## WRITTEN TASKS
1) In the sympy question shown below, answer each of the following:
(a) What expression is assigned to test?
(b) Between what limits is x integrated?
(c) Which expression does the asker want to extract as the first branch?
2) Which lines of the entries contain the word "handbag"? Pull out each one.

In sympy I have an integral which returns a Piecewise object, e.g.

In [2]: from sympy.abc import x,y,z

In [3]: test = exp(-x**2/z**2)

In [4]: itest = integrate(test,(x,0,oo))

In [5]: itest
Out[5]: 
⎧   ___                                                   
⎪ ╲╱ π ⋅z       │                 ⎛      1          ⎞│   π
⎪ ───────   for │periodic_argument⎜──────────────, ∞⎟│ ≤ ─
⎪    2          │                 ⎜          2      ⎟│   2
⎪               │                 ⎝polar_lift (z)   ⎠│    
⎪                                                         
⎪∞                                                        
⎪⌠                                                        
⎨⎮    2                                                   
⎪⎮  -x                                                    
⎪⎮  ───                                                   
⎪⎮    2                                                   
⎪⎮   z                                                    
⎪⎮ ℯ    dx                    otherwise                   
⎪⌡                                                        
⎪0                                                        
⎩    

I would like to extract just the first branch of this piecewise equation, in other words, I would like to be able to do something like itest.parts(0)to extract simply sqrt(pi)*z/2. I can't seem to find any way to do this, but perhaps I am using the wrong search terms in the documentation. Any ideas?

Stored data entries:

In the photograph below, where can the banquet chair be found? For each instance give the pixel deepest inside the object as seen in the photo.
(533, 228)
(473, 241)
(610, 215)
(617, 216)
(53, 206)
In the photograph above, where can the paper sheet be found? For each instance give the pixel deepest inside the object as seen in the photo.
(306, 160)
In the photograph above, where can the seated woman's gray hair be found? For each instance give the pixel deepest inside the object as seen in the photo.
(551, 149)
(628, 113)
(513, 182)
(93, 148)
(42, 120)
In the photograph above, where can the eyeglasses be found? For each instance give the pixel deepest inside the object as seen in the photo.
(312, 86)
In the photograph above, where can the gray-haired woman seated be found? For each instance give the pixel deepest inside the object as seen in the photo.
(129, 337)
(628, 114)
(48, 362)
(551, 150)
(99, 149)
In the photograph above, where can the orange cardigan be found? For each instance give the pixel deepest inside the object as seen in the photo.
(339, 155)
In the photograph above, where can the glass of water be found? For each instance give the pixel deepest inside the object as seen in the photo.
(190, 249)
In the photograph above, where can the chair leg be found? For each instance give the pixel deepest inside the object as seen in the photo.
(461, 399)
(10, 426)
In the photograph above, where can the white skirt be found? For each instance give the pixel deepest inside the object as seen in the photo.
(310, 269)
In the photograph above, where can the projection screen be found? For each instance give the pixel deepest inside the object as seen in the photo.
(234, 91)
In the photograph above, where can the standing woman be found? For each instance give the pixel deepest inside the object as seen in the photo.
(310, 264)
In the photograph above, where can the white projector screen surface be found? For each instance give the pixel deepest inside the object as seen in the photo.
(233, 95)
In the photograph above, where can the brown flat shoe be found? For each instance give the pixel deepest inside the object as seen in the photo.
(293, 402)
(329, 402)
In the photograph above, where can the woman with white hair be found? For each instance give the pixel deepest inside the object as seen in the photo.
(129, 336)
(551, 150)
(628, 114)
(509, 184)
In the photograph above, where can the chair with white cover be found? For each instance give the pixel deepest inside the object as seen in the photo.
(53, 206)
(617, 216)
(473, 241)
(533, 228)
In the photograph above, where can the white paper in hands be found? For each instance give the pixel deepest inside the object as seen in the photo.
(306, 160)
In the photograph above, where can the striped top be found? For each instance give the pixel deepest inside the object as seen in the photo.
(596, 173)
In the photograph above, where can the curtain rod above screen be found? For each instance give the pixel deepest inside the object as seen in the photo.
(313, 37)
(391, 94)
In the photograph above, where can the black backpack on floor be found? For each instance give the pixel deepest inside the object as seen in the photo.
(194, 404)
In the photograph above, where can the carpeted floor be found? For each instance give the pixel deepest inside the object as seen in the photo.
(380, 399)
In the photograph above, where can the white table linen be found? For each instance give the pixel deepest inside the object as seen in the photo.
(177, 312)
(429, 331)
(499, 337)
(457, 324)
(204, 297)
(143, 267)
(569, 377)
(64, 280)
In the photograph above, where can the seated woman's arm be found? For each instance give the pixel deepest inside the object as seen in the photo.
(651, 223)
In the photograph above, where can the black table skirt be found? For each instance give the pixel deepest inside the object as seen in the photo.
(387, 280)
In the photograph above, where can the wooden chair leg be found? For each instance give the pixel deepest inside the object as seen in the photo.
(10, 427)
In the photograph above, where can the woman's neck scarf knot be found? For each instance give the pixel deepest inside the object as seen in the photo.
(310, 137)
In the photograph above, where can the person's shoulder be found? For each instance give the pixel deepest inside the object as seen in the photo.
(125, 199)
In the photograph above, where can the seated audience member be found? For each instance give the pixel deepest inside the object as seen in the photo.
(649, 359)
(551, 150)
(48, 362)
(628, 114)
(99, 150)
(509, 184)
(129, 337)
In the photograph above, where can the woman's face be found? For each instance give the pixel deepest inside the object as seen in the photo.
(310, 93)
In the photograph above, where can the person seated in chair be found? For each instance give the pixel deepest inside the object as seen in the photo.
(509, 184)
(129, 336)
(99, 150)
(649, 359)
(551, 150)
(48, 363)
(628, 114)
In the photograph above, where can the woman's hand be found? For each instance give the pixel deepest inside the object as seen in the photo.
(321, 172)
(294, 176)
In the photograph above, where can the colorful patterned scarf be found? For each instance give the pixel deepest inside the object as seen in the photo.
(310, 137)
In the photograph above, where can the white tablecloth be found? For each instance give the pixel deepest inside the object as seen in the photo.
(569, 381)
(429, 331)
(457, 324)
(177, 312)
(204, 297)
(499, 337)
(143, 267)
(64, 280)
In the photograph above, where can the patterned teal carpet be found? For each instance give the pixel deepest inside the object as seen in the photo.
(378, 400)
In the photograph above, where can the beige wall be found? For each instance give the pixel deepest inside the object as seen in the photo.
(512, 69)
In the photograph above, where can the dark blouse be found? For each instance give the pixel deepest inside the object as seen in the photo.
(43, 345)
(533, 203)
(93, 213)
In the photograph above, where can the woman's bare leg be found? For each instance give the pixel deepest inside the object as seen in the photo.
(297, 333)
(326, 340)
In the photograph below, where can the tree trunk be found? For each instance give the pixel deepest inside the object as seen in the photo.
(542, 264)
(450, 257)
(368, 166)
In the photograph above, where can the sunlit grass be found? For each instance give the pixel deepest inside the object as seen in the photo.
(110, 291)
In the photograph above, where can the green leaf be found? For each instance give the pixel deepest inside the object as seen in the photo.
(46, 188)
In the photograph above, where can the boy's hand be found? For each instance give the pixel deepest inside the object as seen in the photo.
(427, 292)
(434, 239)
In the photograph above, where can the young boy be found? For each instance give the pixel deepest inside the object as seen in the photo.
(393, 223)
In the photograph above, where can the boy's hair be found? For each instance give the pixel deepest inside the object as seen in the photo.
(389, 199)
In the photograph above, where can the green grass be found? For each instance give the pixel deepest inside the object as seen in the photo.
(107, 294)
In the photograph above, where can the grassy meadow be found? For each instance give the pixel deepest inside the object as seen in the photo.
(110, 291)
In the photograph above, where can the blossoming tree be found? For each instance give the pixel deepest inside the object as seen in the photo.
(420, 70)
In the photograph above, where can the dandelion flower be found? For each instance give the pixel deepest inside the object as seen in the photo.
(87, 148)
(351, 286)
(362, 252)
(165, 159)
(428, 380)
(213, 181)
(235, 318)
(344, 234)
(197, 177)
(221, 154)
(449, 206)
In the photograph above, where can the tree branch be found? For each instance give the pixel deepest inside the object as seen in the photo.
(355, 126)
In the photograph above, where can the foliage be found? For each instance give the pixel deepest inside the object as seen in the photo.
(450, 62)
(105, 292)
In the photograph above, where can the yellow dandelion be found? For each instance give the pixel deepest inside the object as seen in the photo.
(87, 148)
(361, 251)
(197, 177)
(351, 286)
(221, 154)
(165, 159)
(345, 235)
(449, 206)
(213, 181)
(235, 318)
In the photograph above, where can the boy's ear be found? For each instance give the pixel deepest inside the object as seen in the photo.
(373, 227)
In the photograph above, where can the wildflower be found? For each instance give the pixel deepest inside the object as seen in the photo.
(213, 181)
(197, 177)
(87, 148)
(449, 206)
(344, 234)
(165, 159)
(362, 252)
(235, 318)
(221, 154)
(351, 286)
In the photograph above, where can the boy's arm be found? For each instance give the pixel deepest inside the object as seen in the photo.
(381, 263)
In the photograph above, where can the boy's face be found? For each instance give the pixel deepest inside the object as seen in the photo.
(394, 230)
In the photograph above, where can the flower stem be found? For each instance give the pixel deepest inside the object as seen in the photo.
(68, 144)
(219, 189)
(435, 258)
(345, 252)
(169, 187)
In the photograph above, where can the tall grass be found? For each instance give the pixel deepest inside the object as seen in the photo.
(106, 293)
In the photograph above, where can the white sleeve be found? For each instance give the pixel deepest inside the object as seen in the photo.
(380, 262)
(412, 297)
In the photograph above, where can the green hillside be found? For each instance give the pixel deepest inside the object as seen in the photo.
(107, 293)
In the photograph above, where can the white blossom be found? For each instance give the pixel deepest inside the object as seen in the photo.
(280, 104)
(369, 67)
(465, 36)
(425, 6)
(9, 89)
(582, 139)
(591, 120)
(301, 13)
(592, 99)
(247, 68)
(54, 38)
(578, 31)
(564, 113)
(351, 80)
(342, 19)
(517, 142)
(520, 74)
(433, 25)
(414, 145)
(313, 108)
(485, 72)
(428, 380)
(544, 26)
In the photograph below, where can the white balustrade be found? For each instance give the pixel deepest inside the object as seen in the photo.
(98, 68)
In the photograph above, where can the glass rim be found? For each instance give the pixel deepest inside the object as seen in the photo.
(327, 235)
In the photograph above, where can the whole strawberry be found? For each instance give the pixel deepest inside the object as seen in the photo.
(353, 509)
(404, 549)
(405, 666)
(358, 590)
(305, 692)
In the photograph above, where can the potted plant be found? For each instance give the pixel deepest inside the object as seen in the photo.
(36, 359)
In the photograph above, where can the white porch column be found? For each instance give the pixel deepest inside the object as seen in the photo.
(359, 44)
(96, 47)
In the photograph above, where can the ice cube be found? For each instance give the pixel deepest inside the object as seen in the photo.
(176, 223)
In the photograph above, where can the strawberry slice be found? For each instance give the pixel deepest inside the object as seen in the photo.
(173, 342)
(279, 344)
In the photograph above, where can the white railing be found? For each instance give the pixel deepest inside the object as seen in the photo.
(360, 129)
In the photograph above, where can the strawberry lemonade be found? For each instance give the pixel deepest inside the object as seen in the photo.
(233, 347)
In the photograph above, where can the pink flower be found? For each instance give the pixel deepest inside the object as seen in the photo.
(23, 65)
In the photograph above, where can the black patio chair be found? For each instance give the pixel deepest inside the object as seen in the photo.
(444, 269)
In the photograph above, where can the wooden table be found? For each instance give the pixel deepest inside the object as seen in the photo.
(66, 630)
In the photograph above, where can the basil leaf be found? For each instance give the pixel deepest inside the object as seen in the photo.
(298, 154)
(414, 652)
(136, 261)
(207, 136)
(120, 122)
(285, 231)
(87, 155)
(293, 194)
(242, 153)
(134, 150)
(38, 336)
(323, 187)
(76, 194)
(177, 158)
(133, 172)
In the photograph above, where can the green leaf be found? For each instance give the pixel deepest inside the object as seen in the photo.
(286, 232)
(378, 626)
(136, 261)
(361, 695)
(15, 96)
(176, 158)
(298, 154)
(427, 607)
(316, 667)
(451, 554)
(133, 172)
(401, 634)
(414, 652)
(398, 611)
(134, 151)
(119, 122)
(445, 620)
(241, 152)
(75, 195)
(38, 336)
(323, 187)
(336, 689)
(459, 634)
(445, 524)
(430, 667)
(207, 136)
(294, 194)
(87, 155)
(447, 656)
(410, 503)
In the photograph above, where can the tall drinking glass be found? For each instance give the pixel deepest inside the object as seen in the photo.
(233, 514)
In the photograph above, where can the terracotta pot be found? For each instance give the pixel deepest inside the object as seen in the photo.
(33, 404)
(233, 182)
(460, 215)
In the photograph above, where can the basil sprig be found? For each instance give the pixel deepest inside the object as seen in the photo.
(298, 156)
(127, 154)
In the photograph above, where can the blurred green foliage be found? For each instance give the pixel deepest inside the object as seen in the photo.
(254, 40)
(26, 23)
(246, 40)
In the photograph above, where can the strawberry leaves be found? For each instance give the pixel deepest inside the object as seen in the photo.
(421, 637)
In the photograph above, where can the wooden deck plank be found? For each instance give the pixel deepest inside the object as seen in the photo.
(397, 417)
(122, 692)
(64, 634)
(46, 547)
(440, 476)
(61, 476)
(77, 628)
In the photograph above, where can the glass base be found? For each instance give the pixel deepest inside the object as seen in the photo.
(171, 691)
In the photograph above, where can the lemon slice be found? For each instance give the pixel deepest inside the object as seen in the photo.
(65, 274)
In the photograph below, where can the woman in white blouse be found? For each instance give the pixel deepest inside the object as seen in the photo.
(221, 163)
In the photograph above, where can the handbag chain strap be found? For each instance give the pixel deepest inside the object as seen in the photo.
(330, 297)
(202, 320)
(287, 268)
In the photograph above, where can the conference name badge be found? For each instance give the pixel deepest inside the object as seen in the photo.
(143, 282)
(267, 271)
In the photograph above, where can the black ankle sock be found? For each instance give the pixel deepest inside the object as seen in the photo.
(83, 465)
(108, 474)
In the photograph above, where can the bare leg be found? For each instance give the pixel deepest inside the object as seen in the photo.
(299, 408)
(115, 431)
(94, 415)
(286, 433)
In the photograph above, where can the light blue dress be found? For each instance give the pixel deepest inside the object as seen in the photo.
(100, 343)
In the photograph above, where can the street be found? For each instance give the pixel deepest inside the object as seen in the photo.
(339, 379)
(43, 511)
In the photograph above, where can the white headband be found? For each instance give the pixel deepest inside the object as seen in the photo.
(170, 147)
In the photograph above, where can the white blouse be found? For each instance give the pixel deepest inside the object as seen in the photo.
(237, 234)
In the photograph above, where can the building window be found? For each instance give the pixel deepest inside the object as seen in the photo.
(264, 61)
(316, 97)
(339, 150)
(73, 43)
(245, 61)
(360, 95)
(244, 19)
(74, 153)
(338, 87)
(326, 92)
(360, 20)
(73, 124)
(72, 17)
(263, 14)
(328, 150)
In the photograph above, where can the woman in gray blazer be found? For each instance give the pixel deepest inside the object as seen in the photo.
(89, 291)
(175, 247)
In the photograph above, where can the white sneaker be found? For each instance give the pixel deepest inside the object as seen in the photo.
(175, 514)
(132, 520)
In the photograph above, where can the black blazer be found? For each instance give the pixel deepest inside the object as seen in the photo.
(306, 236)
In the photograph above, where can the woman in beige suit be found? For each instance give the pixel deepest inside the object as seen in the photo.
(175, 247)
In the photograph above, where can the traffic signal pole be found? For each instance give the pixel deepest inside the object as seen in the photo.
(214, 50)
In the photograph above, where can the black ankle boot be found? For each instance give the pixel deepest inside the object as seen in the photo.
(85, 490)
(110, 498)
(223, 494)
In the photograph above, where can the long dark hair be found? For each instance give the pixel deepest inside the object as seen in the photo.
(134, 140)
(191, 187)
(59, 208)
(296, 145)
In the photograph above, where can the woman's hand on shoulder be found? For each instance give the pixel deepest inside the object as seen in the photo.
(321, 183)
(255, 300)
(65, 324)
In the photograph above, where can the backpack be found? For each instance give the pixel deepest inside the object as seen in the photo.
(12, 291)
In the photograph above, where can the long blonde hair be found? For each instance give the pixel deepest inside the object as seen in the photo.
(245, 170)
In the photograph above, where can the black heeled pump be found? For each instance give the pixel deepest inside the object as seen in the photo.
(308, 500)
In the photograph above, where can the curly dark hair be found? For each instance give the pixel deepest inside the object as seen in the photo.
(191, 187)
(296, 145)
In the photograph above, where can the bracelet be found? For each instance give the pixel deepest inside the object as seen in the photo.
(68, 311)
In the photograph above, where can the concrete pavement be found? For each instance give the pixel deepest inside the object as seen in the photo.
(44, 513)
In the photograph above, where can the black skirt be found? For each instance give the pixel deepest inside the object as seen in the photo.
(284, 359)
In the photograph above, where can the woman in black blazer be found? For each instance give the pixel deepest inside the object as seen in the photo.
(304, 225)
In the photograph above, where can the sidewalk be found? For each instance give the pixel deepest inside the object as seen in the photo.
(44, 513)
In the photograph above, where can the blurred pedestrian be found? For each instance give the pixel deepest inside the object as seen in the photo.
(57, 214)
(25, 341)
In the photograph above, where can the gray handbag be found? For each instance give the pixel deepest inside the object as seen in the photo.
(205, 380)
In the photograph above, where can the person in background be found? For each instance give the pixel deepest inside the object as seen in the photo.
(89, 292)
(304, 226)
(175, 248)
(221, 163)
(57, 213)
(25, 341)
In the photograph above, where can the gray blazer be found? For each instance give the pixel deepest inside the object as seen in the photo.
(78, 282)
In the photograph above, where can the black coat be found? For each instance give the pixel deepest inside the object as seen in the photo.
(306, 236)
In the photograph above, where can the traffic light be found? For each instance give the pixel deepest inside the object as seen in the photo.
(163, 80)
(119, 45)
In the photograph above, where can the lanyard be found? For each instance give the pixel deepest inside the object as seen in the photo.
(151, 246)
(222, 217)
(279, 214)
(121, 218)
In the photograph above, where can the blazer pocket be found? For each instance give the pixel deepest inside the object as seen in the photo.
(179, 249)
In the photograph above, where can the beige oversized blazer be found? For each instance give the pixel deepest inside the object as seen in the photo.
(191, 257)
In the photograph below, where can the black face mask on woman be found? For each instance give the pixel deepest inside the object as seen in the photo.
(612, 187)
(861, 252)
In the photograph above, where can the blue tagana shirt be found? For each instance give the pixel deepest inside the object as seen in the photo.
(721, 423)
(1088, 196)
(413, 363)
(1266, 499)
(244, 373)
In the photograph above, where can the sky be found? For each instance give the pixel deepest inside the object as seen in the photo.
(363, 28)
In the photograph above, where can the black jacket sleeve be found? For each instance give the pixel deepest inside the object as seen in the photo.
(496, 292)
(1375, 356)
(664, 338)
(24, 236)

## ANSWERS IN ORDER
1)
(a) exp(-x**2/z**2)
(b) From 0 to oo
(c) sqrt(pi)*z/2

2)
In the photograph above, where can the handbag chain strap be found? For each instance give the pixel deepest inside the object as seen in the photo.
In the photograph above, where can the gray handbag be found? For each instance give the pixel deepest inside the object as seen in the photo.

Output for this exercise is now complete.